Demanding that fossil producers be held liable for the cost of losses or adaptation to climate change caused by the use of their products has become increasingly popular, with communities in Canada and the United States as well as small Pacific Island states launching claims in one form or another.
CIEL’s 42-page brief finds that oil and gas companies were aware of the potential climate risk of their products “as early as the 1950s, and were repeatedly warned of those risks from the 1960s onward.” It documents “how major oil companies had the opportunity and capacity to reduce those risks. Instead, major oil and gas producers worked, individually and in concert, to undermine public confidence in climate science and in the need for climate action.”
That, the authors assert, created a liability for fossil producers, for “knowing of climate risks linked to their products and failing to take action to avoid or reduce those risks—either by eliminating them or by properly warning consumers, regulators, and the public about them.”
It also notes, ominously for potential defendants, that climate scientists are “increasingly able to attribute historical carbon and methane emissions to a handful of private companies that can be sued.”
“Over the seven decades in this timeline, liability may attach to different companies for different theories at different times,” says CIEL staff attorney Steven Feit. “However, looking at the evidence as a whole, over time, and across the industry, the answer to whether big oil is responsible is, ‘Yes’.”

- _TASKS TO COMPLETE_
1) According to the climate liability text, why do the authors say fossil producers bear liability? Answer in one to three sentences.
2) In the climate liability text, from what decade onward were oil and gas companies repeatedly warned of climate risks?
3) Do these statements agree with the climate liability text? For each, answer yes or no and quote the deciding words.
(a) The CIEL brief runs to 42 pages.
(b) Claims against fossil producers have been launched only in the United States.
(c) Steven Feit concludes that big oil is responsible.

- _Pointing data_

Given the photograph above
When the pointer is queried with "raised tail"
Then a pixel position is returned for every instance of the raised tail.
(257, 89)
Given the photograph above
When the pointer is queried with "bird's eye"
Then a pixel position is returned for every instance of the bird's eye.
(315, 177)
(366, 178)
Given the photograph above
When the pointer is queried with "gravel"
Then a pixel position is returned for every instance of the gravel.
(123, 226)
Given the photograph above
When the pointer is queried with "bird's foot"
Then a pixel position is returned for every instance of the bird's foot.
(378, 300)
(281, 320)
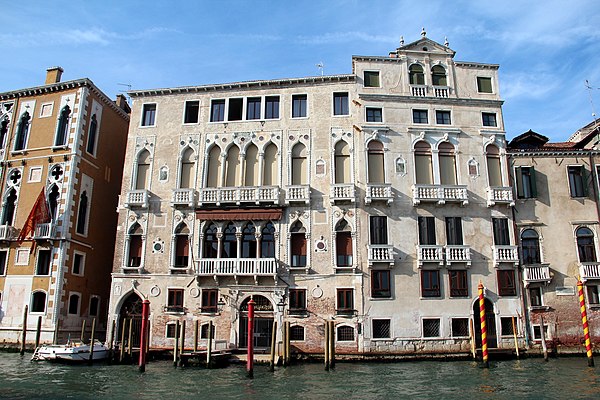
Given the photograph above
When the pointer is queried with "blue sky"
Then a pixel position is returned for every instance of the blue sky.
(546, 49)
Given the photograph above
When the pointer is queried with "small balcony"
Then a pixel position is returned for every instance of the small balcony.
(137, 199)
(536, 274)
(239, 195)
(342, 192)
(500, 195)
(589, 270)
(184, 198)
(440, 194)
(458, 253)
(381, 253)
(297, 194)
(379, 192)
(505, 254)
(430, 254)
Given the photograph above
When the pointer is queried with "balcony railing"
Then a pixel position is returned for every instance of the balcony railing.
(536, 274)
(240, 195)
(379, 192)
(589, 270)
(184, 197)
(381, 253)
(500, 195)
(342, 192)
(297, 194)
(505, 254)
(137, 198)
(440, 194)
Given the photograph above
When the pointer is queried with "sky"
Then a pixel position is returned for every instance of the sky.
(546, 50)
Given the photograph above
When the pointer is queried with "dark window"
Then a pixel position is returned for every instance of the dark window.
(340, 104)
(420, 117)
(459, 285)
(381, 329)
(506, 282)
(442, 117)
(299, 102)
(430, 283)
(148, 114)
(217, 111)
(192, 109)
(380, 284)
(577, 181)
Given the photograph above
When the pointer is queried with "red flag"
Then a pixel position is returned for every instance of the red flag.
(39, 214)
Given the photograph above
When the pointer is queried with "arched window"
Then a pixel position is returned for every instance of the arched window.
(267, 241)
(447, 164)
(342, 162)
(375, 162)
(416, 75)
(22, 132)
(423, 163)
(186, 178)
(438, 76)
(585, 245)
(299, 164)
(63, 127)
(530, 244)
(82, 213)
(142, 175)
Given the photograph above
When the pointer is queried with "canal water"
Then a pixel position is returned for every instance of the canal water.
(562, 378)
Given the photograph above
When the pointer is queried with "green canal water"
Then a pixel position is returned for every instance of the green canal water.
(563, 378)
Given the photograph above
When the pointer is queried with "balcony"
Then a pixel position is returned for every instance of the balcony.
(536, 274)
(430, 253)
(239, 195)
(458, 253)
(440, 194)
(379, 192)
(381, 253)
(297, 194)
(500, 195)
(137, 198)
(505, 254)
(589, 270)
(184, 198)
(342, 192)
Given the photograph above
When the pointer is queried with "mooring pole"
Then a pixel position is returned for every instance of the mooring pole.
(250, 355)
(144, 334)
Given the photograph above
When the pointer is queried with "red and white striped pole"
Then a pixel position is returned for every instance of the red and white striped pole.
(586, 328)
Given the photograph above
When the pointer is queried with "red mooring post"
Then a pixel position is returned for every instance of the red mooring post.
(250, 361)
(144, 334)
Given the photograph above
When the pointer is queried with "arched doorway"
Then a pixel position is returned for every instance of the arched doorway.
(490, 322)
(263, 322)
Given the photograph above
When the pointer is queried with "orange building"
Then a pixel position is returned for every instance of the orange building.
(64, 144)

- _SOLVED PROBLEMS_
1) The authors say fossil producers bear liability because they knew of the climate risks linked to their products and did not act to avoid or reduce them. They could have eliminated those risks or properly warned consumers, regulators, and the public.

2) They were repeatedly warned from the 1960s onward.

3)
(a) Yes: "CIEL’s 42-page brief"
(b) No: "communities in Canada and the United States as well as small Pacific Island states launching claims"
(c) Yes: "the answer to whether big oil is responsible is, ‘Yes’."